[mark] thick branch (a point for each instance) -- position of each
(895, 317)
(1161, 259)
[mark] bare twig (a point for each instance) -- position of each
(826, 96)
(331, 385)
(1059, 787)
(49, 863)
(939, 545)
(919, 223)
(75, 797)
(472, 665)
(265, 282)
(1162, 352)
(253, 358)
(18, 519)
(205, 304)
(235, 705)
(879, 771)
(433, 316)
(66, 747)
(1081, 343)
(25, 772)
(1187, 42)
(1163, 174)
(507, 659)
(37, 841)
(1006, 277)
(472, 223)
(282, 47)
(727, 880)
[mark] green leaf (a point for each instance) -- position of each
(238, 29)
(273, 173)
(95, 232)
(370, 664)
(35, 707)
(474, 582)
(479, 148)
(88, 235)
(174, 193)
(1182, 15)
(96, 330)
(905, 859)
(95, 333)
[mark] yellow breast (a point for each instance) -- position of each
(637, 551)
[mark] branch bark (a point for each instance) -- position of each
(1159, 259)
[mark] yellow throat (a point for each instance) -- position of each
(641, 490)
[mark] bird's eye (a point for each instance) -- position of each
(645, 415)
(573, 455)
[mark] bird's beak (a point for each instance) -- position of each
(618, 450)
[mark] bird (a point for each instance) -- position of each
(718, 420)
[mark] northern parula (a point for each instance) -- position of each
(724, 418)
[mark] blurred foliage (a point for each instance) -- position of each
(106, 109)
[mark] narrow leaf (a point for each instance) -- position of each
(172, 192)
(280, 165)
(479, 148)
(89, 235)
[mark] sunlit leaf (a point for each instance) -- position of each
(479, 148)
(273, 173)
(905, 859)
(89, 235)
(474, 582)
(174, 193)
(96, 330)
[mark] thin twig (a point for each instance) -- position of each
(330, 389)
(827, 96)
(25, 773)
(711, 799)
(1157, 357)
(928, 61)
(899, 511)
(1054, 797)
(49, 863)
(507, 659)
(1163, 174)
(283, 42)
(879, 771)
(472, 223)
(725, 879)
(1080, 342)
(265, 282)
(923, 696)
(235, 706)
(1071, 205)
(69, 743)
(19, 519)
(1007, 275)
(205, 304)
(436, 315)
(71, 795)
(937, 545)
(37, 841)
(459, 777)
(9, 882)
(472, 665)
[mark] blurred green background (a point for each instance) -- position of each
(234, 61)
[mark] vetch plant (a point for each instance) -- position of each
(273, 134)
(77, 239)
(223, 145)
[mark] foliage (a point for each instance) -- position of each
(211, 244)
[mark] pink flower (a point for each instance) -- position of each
=======
> REQUIRED TASK:
Print all of the records above again, line for line, with no changes.

> WORKED SOLUTION:
[mark] thick branch (a point for each instance) -- position of each
(895, 317)
(1161, 259)
[mark] bare twig (a point for each instance) -- position of each
(826, 96)
(331, 385)
(1059, 787)
(49, 863)
(939, 545)
(919, 223)
(75, 797)
(472, 665)
(265, 282)
(1162, 352)
(253, 358)
(18, 519)
(205, 304)
(235, 705)
(879, 771)
(433, 316)
(66, 747)
(1081, 343)
(25, 772)
(1187, 42)
(1163, 174)
(507, 659)
(37, 841)
(1006, 277)
(472, 223)
(282, 47)
(727, 880)
[mark] green leaf (a point for each instance) -- position of each
(238, 29)
(273, 173)
(95, 232)
(370, 664)
(35, 707)
(474, 582)
(479, 148)
(88, 235)
(174, 193)
(1182, 15)
(96, 330)
(905, 859)
(95, 333)
[mark] yellow breast (a point for each instance) -- position of each
(637, 551)
[mark] branch bark (a point for each instance) -- position of each
(1159, 259)
[mark] yellow throat (a point for each instance) -- position of each
(641, 490)
[mark] bird's eye (a point for each instance) -- position of each
(645, 415)
(573, 455)
[mark] bird's beak (a point for each instance) -- position of each
(618, 450)
[mark] bird (a point for each instance) -- position of each
(718, 420)
[mark] northern parula (a point for each instance) -- position of each
(724, 418)
[mark] blurred foliage (a point for each instance) -- position of each
(106, 109)
[mark] narrow leaf (a point for each instance) -- position of each
(172, 192)
(280, 165)
(479, 148)
(89, 235)
[mark] sunlit leaf (a point for each instance) -- position of each
(479, 148)
(273, 173)
(905, 859)
(89, 235)
(474, 582)
(174, 193)
(96, 330)
[mark] thin twig (a point for each instance) -- position of each
(330, 389)
(827, 96)
(25, 773)
(711, 799)
(1157, 357)
(928, 61)
(899, 511)
(1054, 797)
(49, 863)
(507, 659)
(1163, 174)
(283, 42)
(879, 771)
(472, 223)
(725, 879)
(1080, 342)
(265, 282)
(923, 696)
(235, 706)
(1071, 205)
(69, 743)
(19, 519)
(1007, 275)
(205, 304)
(436, 315)
(71, 795)
(937, 545)
(37, 841)
(459, 777)
(9, 882)
(472, 665)
[mark] blurred green background (a point for each instance) -- position of each
(234, 61)
[mark] vetch plant (a point for each instance) -- position of each
(273, 134)
(77, 239)
(223, 145)
[mark] foliage (a point for each instance) -- position of each
(211, 244)
[mark] pink flower (a point for each instance) -- position of each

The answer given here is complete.